+++ Raw records

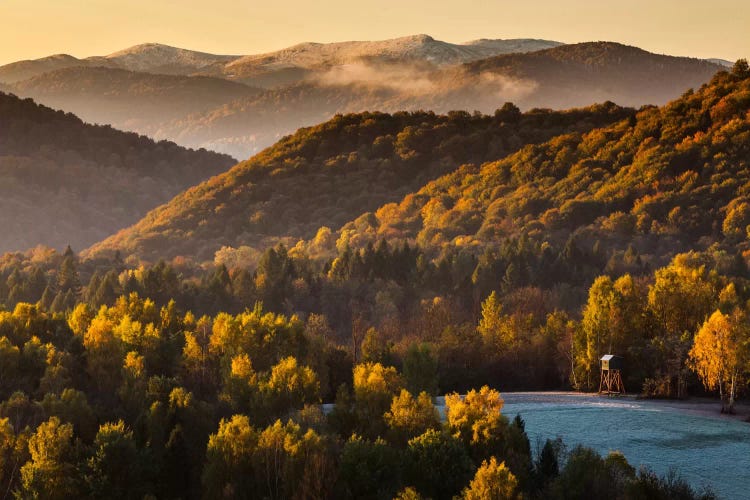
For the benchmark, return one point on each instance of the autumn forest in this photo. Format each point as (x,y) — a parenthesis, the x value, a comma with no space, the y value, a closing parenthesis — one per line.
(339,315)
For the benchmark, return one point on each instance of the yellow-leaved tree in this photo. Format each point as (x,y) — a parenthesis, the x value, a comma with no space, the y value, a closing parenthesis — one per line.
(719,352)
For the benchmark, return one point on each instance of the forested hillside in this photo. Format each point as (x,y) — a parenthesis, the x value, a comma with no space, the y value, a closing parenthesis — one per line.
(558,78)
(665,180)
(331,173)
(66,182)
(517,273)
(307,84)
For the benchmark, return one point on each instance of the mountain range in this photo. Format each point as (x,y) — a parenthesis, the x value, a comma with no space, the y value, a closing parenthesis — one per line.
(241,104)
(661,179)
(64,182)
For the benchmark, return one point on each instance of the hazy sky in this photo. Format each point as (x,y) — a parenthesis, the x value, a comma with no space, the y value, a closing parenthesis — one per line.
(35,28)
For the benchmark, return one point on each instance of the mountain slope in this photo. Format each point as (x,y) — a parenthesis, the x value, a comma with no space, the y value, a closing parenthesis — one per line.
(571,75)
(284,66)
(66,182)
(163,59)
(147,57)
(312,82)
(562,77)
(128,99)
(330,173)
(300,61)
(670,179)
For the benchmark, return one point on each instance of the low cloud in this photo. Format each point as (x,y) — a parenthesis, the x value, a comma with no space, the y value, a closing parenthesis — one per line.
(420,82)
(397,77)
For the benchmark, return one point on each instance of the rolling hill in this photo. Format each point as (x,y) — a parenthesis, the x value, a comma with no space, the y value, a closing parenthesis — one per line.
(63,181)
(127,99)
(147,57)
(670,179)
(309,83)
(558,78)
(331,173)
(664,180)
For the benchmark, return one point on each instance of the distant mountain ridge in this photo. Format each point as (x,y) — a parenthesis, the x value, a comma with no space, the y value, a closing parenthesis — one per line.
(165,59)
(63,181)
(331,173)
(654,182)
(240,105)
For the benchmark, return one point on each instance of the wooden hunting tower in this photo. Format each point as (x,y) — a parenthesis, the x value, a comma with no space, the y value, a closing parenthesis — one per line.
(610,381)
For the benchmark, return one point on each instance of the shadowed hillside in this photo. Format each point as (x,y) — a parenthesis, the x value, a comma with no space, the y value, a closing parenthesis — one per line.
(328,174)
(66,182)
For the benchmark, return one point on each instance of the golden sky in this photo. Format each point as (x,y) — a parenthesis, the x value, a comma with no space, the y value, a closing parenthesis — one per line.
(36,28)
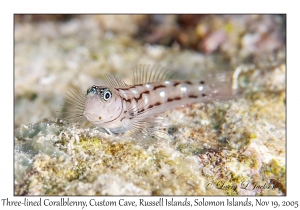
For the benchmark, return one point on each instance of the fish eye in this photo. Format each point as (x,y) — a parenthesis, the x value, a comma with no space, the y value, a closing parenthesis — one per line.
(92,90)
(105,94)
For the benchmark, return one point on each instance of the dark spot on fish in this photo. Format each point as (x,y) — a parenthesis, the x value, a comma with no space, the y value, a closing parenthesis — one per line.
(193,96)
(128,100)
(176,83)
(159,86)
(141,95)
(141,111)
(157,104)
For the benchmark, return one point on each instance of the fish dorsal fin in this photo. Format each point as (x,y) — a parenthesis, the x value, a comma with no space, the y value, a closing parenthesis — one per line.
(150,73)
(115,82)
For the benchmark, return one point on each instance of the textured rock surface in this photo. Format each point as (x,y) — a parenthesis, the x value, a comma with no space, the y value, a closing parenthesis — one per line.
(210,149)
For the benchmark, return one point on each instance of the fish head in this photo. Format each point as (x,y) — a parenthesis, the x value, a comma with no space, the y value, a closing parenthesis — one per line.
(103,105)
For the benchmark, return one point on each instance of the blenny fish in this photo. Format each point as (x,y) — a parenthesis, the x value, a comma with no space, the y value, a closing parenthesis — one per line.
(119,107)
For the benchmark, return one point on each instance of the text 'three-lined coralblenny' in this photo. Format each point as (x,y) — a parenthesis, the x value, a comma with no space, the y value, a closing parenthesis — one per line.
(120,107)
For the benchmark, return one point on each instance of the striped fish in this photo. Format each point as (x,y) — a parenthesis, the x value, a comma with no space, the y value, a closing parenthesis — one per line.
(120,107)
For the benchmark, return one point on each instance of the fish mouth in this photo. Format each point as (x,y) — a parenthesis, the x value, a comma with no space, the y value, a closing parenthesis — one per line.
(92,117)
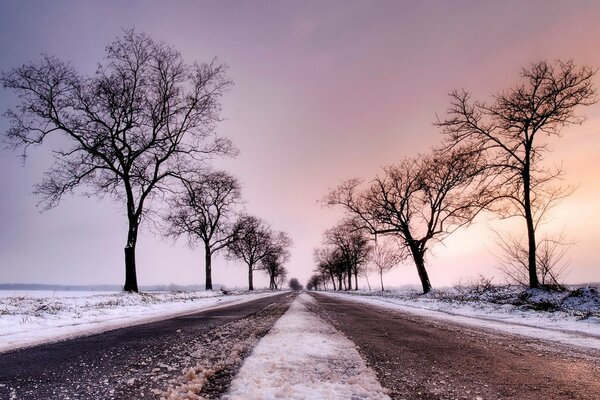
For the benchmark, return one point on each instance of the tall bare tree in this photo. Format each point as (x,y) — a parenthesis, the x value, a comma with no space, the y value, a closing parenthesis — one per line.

++++++

● Set problem
Ignore the images and quote every line of the listing exactly.

● Response to the exercise
For the benchmark, return one point on each instance of the autumn forest in this photo. Format each point as (x,y) — a parenthesis, the x value, a comma with no space, the y value, a closing parenthesis — one per line.
(339,315)
For the benchmark, return one point on each instance of the yellow-leaved tree in this photo. Format each point as (x,y) — a parenthesis, the x value, a comma with no space, the y value, a closing parenthesis — one per line.
(719,352)
For the benchmark, return one point on each instance of the forested hillside in this photo. Format each point as (x,y) — a parenthesis, the x value, a comma with no space, the y value, a closing parenthesis — one per line.
(558,78)
(665,180)
(331,173)
(66,182)
(517,273)
(307,84)
For the benchmark, return one point on each instance of the mountain range in this photo. Format each point as (x,y) — a parenthesis, the x value, a comma with no space, the y value, a closing parenthesis — one per line.
(241,104)
(661,179)
(64,182)
For the benchmark, return one point on each instance of the hazy sky in this photo. Format each point as (x,y) — a parenthesis, the x value, a comma with no space, the y value, a closing parenthesis — one per line.
(35,28)
For the benchmark, return one point on each instance of the mountain slope in this photo. Format each point as (x,y) — a parenthesis, the x value, a comma with no space, the y value, a closing parenthesis — one per line.
(571,75)
(284,66)
(66,182)
(163,59)
(147,57)
(312,82)
(562,77)
(128,99)
(330,173)
(300,61)
(670,179)
For the benchmark, return one point on each instance of the low cloud in this photo. Format each point as (x,y) — a parenthesis, the x value, a comma with no space, the y value, a closing parenthesis — one per line.
(420,82)
(397,77)
For the benchmark, return one point on each instance of the rolling hill in this photo. Format each point as (x,y) — a parenthesis, the x value, a comma with no space, the y value, a closing parenthesis — one per line.
(63,181)
(127,99)
(147,57)
(670,179)
(309,83)
(558,78)
(331,173)
(664,180)
For the benchmark, return one point on each instance of the distant mountain ridge in this photo. Format each point as (x,y) — a parenthesis, the x value, a comma with no space, the y value, a closing parenthesis — one per line.
(165,59)
(63,181)
(331,173)
(654,182)
(240,105)
For the benchmark, return one point on each instance of the wooden hunting tower in this photo. Format each point as (x,y) — a parenthesis, the x value, a comma with no space, the y value, a closing parenthesis — one per line.
(610,381)
For the benchmark, return one point on each instance of the shadowed hillside in this photo. Format each point as (x,y) — a parenthesis, the x value, a comma with no space, the y value, a closing parenthesis — one per line.
(328,174)
(66,182)
For the benchmark, return one point on each instance of the golden sky in this photo. Format each point as (x,y) — a parenthesis, the x value, a comma with no space, the y value, a closing parenthesis — one per line.
(36,28)
For the benchmark, return one point on each instance of the fish eye in this photo. Format each point as (x,y) — a parenthesis, the x value, a comma with no space, the y value, a closing parenthesis — one per line.
(92,90)
(105,94)
For the benchmark, return one point on each instance of the dark spot on fish in this photo. Format each point as (x,y) — a parenthesis, the x value, a comma with no space, the y value, a closing parenthesis — one per line.
(193,96)
(128,100)
(176,83)
(159,86)
(141,95)
(141,111)
(157,104)
For the benchmark, return one point on each instance of the fish dorsal fin in this photo. Format each point as (x,y) — a parenthesis, the x value, a comma with no space, the y value, a closing parenthesis — one per line.
(150,73)
(115,82)
For the benchmark, return one point on each instance of the textured rock surface in this photo. Format each point as (x,y) — a parenthesis, the x value, a comma with no space, the y value, a closing parenthesis — one per line.
(210,149)
For the benchmark, return one point on each instance of the fish head in this photo. Format each point as (x,y) — a parenthesis, the x value, a comma with no space, the y value, a closing parenthesis — one per line.
(103,105)
For the benchmark, return one point on each instance of the blenny fish in this photo. Format each point as (x,y) — a parenthesis, the x value, a comma with no space, the y value, a closing parenthesis — one per line.
(119,107)
For the benchmark, return one point on each instance of the text 'three-lined coralblenny' in this photo. Format each point as (x,y) — a parenthesis, the x value, a comma with no space, the y value, a closing parenthesis — one per line.
(120,107)
For the benchmark, return one point on each instance of the striped fish in this photo. Format each point as (x,y) — a parenthesis, the x value, a comma with no space, the y value, a closing parenthesis — one per line.
(120,107)
For the benchmark, return one point on each instance of the fish mouth in this photo. Format each point as (x,y) — a parenthesis, the x value, a comma with no space, the y value, a closing parenthesis — one per line.
(92,117)
For the benchmark, return one point on each instance of the tall bare tree in this photo. Format each point as (x,y) — a parenthesis, the x value, a comma with no space, the y value, a closing parenthesis — one per line.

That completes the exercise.